▸ 과제 안내
아래 항목에서 단어 "officer"가 들어 있는 줄을 모두 모아 한 줄도 빠짐없이 베껴 적으세요. 대소문자는 구분합니다.

____

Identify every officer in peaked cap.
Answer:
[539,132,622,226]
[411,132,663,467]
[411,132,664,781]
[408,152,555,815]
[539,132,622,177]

____

▸ 과제 풀이
Identify every officer in peaked cap.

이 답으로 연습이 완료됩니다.